» 待完成: 把下列条目表示为两列 CSV，列名为 instruction 和 points。每段标注文字连同其下的全部坐标占一行，两个字段各加双引号，其中的换行一律换成空格，图片不要写入结果。

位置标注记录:

== == ==

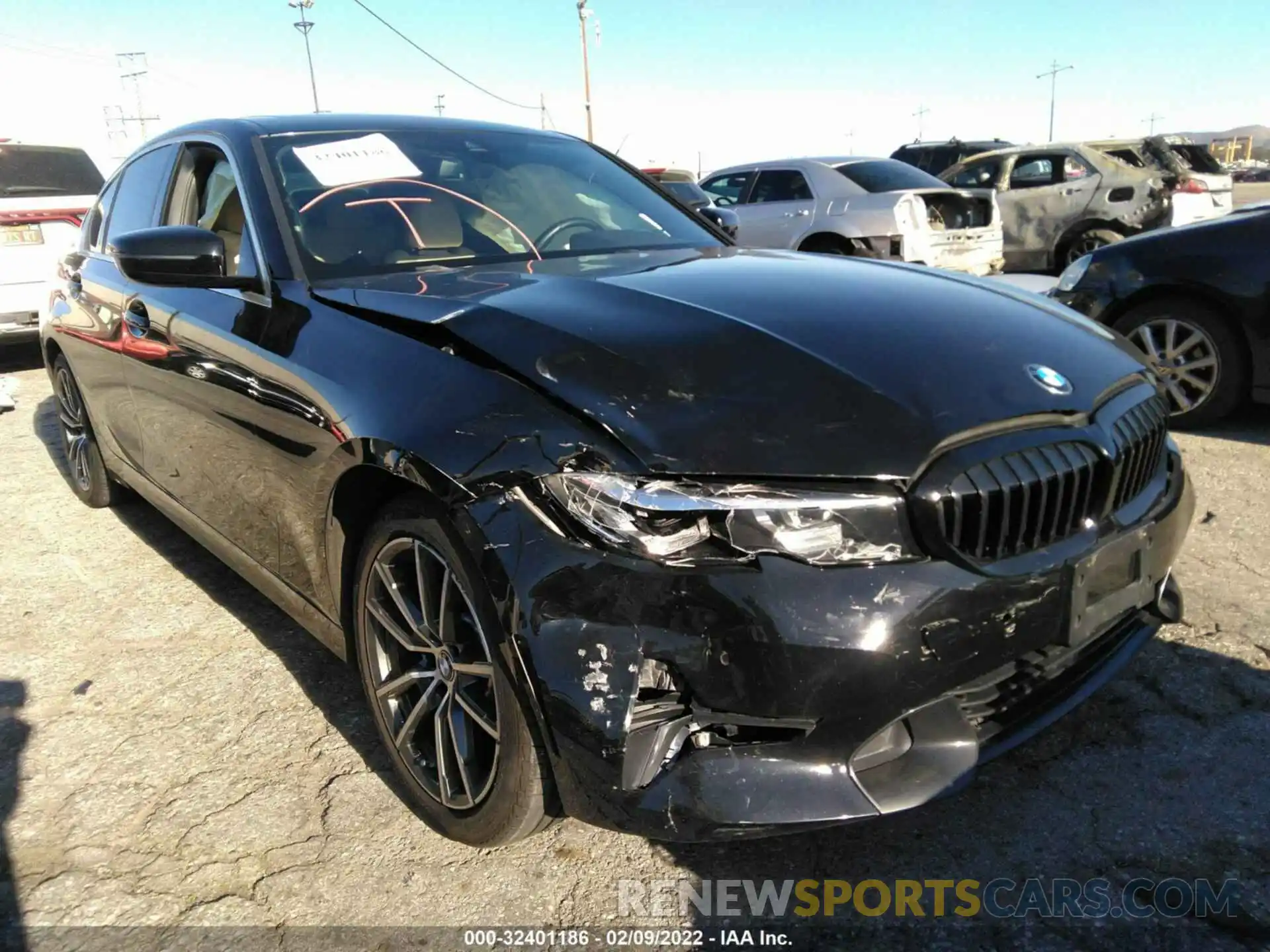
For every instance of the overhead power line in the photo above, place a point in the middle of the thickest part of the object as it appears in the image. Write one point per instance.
(447, 69)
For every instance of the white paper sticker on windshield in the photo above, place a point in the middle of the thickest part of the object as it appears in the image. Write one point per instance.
(366, 159)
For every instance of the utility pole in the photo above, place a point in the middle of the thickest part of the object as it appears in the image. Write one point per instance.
(583, 13)
(921, 114)
(1054, 69)
(132, 67)
(304, 26)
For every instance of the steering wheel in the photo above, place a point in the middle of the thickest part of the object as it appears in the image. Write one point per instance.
(566, 223)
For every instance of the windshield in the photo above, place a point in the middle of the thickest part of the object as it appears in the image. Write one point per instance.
(888, 175)
(36, 172)
(374, 202)
(687, 192)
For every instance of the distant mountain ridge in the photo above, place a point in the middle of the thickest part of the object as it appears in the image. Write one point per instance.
(1260, 135)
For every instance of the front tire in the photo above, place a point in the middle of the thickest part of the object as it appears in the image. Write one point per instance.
(427, 641)
(1195, 353)
(85, 467)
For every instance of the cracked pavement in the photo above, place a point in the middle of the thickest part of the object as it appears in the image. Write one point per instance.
(182, 753)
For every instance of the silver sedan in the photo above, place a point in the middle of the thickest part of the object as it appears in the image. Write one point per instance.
(857, 206)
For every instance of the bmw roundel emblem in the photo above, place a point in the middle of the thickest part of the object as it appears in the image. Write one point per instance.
(1049, 379)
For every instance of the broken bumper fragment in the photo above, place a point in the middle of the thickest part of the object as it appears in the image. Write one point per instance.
(706, 701)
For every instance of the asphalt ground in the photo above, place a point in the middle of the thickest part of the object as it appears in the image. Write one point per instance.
(175, 752)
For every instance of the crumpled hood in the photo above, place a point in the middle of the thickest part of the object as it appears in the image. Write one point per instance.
(763, 364)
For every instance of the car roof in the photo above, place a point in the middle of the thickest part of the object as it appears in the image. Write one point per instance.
(341, 122)
(956, 143)
(820, 159)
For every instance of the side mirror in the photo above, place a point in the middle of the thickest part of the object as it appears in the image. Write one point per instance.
(175, 255)
(724, 219)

== == ==

» 练习解答:
instruction,points
"For every instance of the overhead power line in the photo above, place a point in the middle of the thickest part of the object as it appears in the image. Write one point per instance.","(447, 69)"
"For every instance of the white paper sticker on windshield in the photo above, place a point in the middle of the thickest part of the object as it appears in the image. Write one point per instance.","(366, 159)"
"For every instance of the utility pole in the photo above, place a point in the middle of the thickest part of the object as it appears in the image. Write one point per instance.","(583, 13) (921, 114) (1054, 69) (132, 67) (304, 26)"
"For every instance of the steering wheel in the photo above, place a point in the middle of the thickest part of the object as it appears in the image. Write one point per instance.","(566, 223)"
"For every instance of the windshield in the photo above, place a point in the middle of the thickest part of the object as it appears in the image. Write one point per instance.","(888, 175) (36, 172) (374, 202) (687, 192)"
"For every instance of the distant mountain ridge in the photo above, place a point in the middle of the thickest part of the object as it appears in the image. Write one point per instance.","(1260, 135)"
"For every instance of the front tire in the photo above, place a point in the middle of the thickest part of the object as it appears in the image. Write one point per instance.","(427, 641) (1195, 353) (85, 467)"
"For every instance of the cracked pavement in the photo above, place a point in the middle of the thickest part of the object as it appears in the image. Write one point per instance.","(182, 753)"
"For every instance of the silver sedan in the photo above, place a point in the middle of the thickest part of the object as it appears in the image. Write one point per instance.","(857, 206)"
"For every instance of the bmw roundel emblem in the photo above, place a point in the middle of the thickest part of the object as it appears in the image. Write one point per instance.","(1049, 379)"
"For every instance of the broken bumper fragment in the photo above, place a point in the middle of the thickest part of the object as it appears in the image. Write one point per instance.","(706, 701)"
"For every instance of the asphalt ground in the photo above, place a point in the middle of the thickest part of the object as it appears in the image. Write one point per instance.","(175, 752)"
"For every instance of the crumpled hood in the photo above, place a point in the middle of the thickest part of the object as it appears in the image. Write one point per instance.","(763, 364)"
"For every instance of the car roof in the photo above, place a point in the middle of the thickest part of the object as it appears in the image. Write one point per instance.","(341, 122) (956, 143) (820, 159)"
"For every instance of the side mirror in the photo above, place a point in the middle of the thickest part of the object as it appears in the image. Write one point per instance.","(175, 255) (724, 219)"